• WORK ORDER:
In the column on the Dolphins' quarterback options, why does the writer not count Robert Griffin III as a third viable alternative to Moore? Answer in one to three sentences.

• DOCUMENT SECTION:
——

I found the comments closer to hilarious because the receiver uttering them was second in the NFL with 14 dropped passes last year including five shoulda-been TDs. A man with those dubious stats saying he needs an elite quarterback places himself among league leaders in gall.

Marshall alluded to accuracy. I would note that of the three QBs who threw to him Sunday, Ben Roethlisberger had a 63.2 completion percentage last year, Philip Rivers had 62.9 and Andy Dalton 58.1. Moore’s was 60.5. It would have been 64.6 had 14 dropped passes been caught, by the way.

Moore’s agent declined Tuesday to offer a comment from his client about Marshall’s comments. (But I did hear Matt is in remarkably good shape for a man who had just been thrown under a bus).

Marshall additionally told NFL.com he’d “reached out” to the Packers’ soon-to-be free agent QB Matt Flynn — a more direct slap at Moore, beyond the fact Flynn is presently Packers property so Marshall’s reaching out might be construed as tampering.

It isn’t only Marshall wrapping up Moore like chopped liver and all but relegating him to past tense.

General manager Jeff Ireland said, “It’s a quarterbacks league. We’ve got to do our best to make the position better.” Owner Stephen Ross has said the same.

Fence-mending

There is no doubt Miami will and should try to upgrade from Moore at the most important position, but the club also would be wise to soothe their incumbent with a little internal fence-mending and a little public respect should circumstances have Moore behind center again as the 2012 season begins.

That isn’t impossible, either.

The two main alternatives to Moore — Flynn and one Peyton Manning — carry significant, even scary risks.

I do not add the risk of Baylor’s Robert Griffin III as a third viable alternative because the competition to trade up high enough to draft him would be great, and the cost very, very high. I don’t think this management has that much daring in it.

Manning and Flynn are big gambles for very different reasons, of course.

Manning, the eventual first-ballot Hall of Famer, is 35 but more importantly trying to recover from three neck surgeries, a journey far more arduous and slow than hoped. The issue isn’t whether Manning would be available (he will be in about five weeks when the Colts release him), the issue is whether he will ever play again or instead is facing retirement as suggested by ominous, faceless “reports” slowly coalescing to a grim consensus.

The last time the Dolphins made a major medical decision on a quarterback it turned out to be an awful one that haunts the franchise still. Then-coach Nick Saban signed Daunte Culpepper because the medical advice given him was that the other choice was a bigger risk. Turned out Drew Brees was just fine. Better than fine, even.

Health warning

Manning probably would have at least two or three big seasons left in him and be a legitimate, exciting target for the Dolphins if healthy, but in his case if healthy flashes and screams in red neon, like a warning sign.

Flynn? He is healthy, coming into his prime at 26, and has been tutored in Green Bay by Aaron Rodgers and by new Dolphins head coach Joe Philbin. But Flynn would be a significant risk simply for the number two.

——

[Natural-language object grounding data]
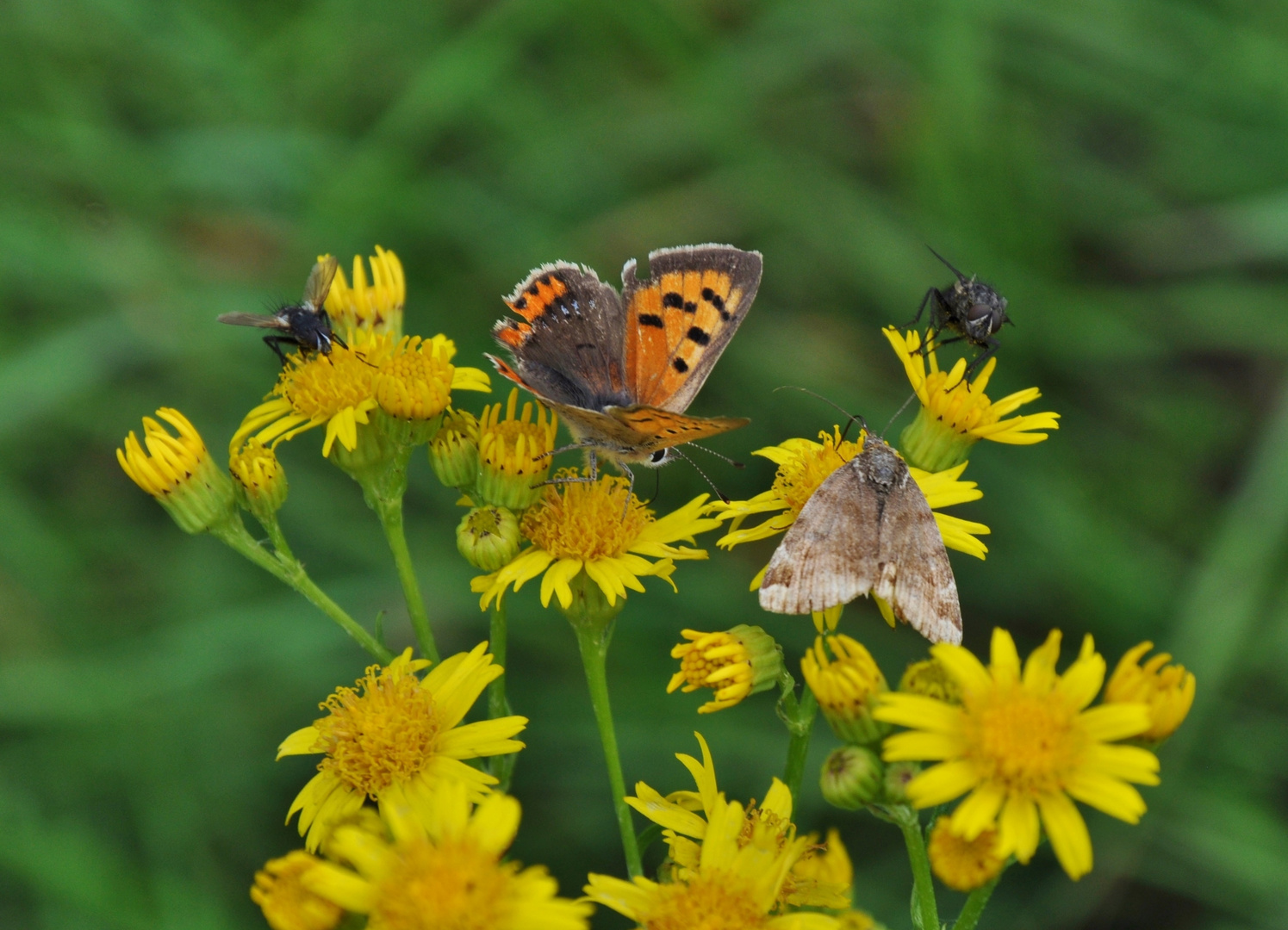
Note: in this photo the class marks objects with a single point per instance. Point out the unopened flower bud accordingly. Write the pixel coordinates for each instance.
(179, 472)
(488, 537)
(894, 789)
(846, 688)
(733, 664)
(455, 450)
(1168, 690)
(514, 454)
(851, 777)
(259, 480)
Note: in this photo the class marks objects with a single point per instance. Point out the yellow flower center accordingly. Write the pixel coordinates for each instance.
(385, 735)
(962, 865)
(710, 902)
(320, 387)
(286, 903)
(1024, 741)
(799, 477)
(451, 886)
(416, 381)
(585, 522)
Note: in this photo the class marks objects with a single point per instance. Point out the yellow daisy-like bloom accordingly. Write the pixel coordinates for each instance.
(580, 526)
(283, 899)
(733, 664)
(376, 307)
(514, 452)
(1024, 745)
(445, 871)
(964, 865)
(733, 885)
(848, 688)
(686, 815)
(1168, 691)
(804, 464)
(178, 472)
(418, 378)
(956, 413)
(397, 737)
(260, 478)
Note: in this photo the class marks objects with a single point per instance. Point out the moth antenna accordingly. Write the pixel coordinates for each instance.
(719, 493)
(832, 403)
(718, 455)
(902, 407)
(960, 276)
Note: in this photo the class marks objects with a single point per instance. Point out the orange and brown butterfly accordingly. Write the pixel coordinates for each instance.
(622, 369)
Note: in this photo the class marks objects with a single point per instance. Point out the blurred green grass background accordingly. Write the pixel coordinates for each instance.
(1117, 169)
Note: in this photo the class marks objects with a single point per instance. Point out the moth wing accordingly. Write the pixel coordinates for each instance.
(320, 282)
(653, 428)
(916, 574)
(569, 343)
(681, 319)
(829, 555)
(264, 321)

——

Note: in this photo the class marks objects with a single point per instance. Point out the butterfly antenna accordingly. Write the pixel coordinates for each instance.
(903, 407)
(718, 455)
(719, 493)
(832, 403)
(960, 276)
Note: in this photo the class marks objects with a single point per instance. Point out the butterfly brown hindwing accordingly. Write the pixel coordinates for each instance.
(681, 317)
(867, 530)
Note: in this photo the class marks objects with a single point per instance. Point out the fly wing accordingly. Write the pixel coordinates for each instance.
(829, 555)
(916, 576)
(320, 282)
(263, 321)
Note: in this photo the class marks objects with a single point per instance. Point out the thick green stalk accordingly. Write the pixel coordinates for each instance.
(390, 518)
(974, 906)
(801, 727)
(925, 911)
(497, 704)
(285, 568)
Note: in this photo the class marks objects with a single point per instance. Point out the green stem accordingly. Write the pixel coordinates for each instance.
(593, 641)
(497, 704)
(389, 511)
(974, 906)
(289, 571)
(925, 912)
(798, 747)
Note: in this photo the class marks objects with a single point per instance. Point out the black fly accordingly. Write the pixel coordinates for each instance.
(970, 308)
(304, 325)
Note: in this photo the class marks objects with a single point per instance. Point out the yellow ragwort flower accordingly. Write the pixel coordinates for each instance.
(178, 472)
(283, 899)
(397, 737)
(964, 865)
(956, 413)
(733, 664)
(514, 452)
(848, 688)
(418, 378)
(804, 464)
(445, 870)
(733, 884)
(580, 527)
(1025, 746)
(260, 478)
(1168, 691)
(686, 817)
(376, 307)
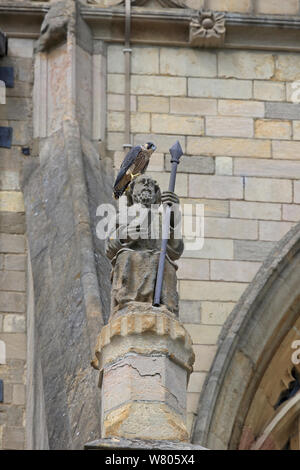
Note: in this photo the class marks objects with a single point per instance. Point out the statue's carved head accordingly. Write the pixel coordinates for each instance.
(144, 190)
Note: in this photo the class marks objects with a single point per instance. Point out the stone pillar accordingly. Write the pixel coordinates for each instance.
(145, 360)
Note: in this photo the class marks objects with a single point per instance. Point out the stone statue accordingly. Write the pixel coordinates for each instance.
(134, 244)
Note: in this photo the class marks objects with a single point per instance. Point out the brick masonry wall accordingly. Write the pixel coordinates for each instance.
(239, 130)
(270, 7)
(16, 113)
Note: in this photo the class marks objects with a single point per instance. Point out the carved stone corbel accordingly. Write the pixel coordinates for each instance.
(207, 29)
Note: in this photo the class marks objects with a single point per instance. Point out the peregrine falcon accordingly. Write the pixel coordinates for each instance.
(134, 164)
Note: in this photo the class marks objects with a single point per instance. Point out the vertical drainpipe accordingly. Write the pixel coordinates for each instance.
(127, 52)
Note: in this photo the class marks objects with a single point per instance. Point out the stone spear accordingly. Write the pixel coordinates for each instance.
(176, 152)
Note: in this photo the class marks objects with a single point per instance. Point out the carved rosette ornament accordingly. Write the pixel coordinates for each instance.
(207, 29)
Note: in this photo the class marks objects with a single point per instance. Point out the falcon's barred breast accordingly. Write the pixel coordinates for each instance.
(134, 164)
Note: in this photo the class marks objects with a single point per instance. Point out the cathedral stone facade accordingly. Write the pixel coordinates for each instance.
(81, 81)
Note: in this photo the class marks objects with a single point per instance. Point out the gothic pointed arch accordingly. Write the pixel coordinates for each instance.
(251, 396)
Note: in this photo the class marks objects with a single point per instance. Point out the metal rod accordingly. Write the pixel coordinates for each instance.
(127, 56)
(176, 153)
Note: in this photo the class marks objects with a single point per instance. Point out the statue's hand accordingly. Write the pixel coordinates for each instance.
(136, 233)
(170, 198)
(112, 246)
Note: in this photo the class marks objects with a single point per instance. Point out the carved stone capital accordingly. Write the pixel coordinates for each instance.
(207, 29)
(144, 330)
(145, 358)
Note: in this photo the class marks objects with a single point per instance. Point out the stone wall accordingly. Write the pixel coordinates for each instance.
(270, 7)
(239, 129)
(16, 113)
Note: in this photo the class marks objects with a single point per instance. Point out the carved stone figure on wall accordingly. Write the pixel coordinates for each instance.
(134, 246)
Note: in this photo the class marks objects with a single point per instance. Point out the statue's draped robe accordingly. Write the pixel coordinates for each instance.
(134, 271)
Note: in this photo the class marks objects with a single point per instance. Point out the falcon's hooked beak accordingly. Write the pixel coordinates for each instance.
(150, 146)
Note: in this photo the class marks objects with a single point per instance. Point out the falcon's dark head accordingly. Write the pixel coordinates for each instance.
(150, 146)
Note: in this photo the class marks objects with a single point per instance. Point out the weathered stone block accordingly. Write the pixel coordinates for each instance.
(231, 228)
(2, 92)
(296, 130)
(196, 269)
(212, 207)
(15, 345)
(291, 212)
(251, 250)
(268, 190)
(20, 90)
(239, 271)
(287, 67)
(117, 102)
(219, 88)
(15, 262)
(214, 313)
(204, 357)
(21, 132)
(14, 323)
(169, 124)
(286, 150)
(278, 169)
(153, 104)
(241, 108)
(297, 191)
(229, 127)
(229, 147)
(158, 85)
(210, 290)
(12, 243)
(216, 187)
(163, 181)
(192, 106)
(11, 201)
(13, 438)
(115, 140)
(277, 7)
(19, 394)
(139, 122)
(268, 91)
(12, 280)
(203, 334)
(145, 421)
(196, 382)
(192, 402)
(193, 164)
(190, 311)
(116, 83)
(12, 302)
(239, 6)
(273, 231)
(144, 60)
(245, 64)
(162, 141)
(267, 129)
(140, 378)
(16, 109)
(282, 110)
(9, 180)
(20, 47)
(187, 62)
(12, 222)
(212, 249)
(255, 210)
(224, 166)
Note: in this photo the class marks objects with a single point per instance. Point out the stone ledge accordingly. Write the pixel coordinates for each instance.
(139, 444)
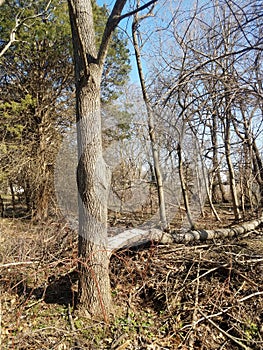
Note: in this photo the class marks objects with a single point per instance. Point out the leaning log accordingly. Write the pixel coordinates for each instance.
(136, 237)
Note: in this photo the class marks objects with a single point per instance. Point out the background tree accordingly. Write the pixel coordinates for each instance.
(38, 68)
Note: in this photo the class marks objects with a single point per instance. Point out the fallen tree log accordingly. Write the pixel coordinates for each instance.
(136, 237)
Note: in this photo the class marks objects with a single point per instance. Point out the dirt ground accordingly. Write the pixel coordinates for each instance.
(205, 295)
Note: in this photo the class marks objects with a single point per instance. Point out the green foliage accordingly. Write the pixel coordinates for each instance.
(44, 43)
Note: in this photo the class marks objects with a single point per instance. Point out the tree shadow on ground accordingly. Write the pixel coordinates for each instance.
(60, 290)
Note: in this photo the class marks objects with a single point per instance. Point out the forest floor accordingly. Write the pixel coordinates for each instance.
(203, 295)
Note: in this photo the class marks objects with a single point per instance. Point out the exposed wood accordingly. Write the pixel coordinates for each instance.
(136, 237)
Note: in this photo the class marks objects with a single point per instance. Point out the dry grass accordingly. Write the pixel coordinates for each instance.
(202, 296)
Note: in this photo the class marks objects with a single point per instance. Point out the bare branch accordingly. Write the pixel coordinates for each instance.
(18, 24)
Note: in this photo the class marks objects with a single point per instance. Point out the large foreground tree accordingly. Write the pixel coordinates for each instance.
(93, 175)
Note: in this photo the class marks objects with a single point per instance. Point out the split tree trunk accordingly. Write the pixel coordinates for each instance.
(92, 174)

——

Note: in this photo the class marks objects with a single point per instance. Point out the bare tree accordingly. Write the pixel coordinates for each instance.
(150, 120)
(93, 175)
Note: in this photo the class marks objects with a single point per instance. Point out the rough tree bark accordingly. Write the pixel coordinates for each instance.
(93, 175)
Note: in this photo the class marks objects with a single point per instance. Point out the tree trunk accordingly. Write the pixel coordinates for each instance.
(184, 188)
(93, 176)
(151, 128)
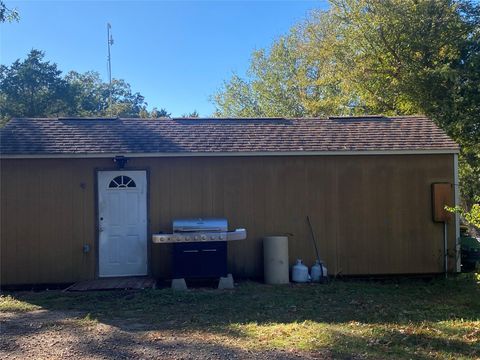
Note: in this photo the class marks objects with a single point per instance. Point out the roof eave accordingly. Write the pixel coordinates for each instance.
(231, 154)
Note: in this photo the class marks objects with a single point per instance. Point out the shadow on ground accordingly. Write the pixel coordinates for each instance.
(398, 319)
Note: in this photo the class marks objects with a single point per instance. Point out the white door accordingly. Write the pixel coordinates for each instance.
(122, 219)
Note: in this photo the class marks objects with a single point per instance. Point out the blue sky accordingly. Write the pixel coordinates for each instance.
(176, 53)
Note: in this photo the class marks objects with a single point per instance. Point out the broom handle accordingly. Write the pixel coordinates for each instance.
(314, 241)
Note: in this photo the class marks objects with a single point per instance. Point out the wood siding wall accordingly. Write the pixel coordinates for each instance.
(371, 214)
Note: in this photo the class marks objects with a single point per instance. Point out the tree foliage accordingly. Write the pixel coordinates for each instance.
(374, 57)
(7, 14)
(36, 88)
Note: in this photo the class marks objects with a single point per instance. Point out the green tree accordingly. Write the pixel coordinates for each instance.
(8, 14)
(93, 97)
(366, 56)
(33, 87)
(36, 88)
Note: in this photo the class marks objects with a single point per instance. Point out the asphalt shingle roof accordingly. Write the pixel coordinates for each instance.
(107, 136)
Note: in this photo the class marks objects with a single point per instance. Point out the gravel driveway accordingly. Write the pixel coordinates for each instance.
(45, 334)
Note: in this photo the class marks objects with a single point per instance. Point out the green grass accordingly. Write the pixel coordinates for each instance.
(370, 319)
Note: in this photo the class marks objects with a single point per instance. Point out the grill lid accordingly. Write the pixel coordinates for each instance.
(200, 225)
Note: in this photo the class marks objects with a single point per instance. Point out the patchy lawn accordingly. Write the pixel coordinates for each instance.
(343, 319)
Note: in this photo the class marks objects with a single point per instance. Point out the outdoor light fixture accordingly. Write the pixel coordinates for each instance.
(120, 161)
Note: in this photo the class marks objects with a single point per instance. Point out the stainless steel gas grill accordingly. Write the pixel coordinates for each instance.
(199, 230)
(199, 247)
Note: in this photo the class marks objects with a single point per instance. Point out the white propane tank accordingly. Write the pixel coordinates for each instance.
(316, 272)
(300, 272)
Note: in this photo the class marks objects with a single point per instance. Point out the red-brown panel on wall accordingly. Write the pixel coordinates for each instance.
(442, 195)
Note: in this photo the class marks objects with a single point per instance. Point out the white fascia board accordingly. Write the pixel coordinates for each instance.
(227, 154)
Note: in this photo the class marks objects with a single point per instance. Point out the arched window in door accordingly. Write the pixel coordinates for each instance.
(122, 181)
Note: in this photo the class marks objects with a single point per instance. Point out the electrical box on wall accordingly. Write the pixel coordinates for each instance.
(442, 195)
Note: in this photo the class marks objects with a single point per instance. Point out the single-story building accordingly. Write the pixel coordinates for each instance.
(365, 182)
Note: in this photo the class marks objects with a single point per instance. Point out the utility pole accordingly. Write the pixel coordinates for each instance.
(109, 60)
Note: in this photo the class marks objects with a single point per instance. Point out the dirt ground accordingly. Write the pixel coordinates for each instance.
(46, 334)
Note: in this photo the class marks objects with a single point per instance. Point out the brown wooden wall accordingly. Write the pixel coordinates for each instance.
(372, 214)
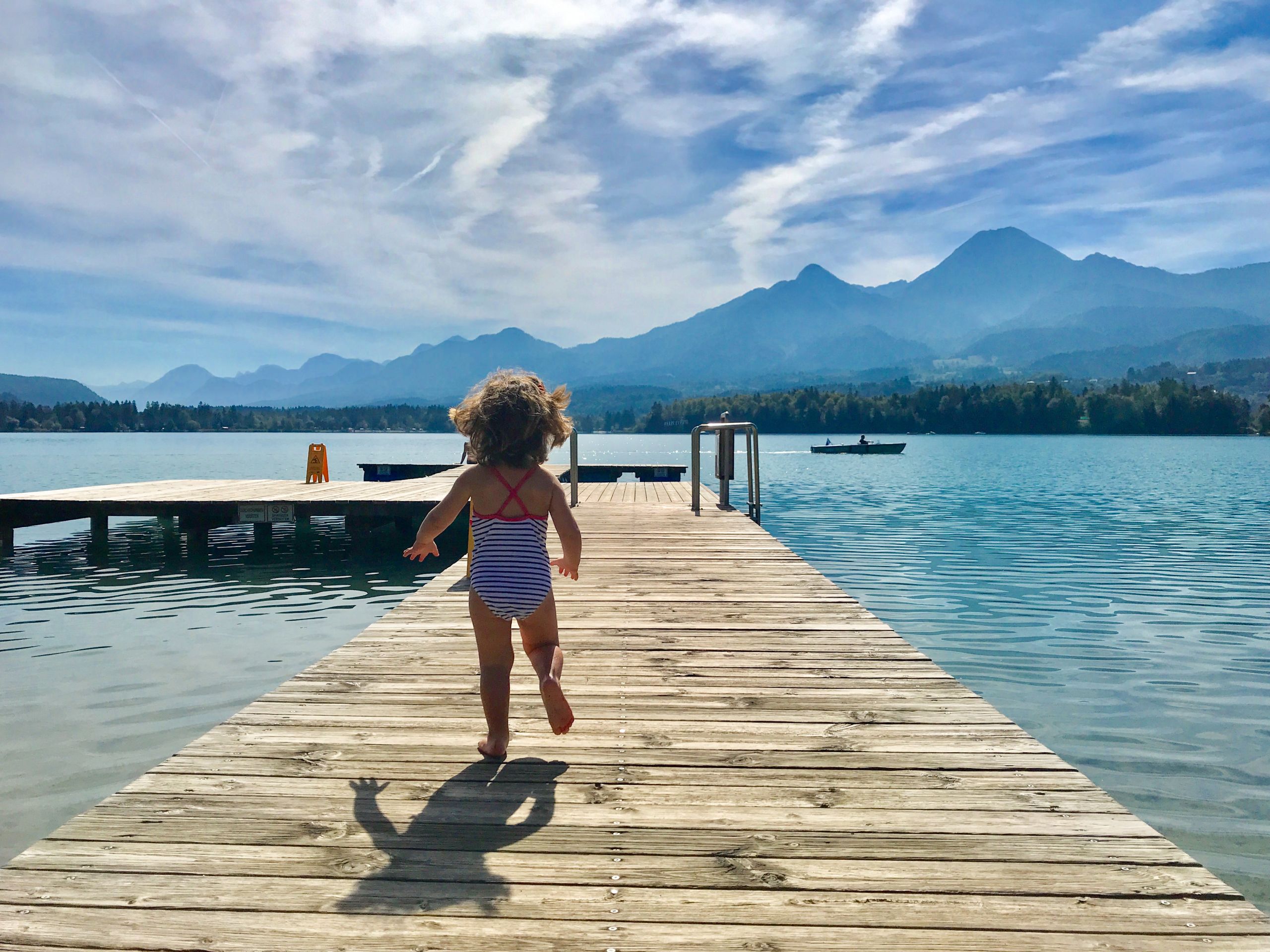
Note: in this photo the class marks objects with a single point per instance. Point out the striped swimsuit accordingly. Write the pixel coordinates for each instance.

——

• ANSWER TO THIS TASK:
The competition to trade up high enough to draft Griffin would be great, and the cost would be very, very high. The writer also doesn't think this management has that much daring in it.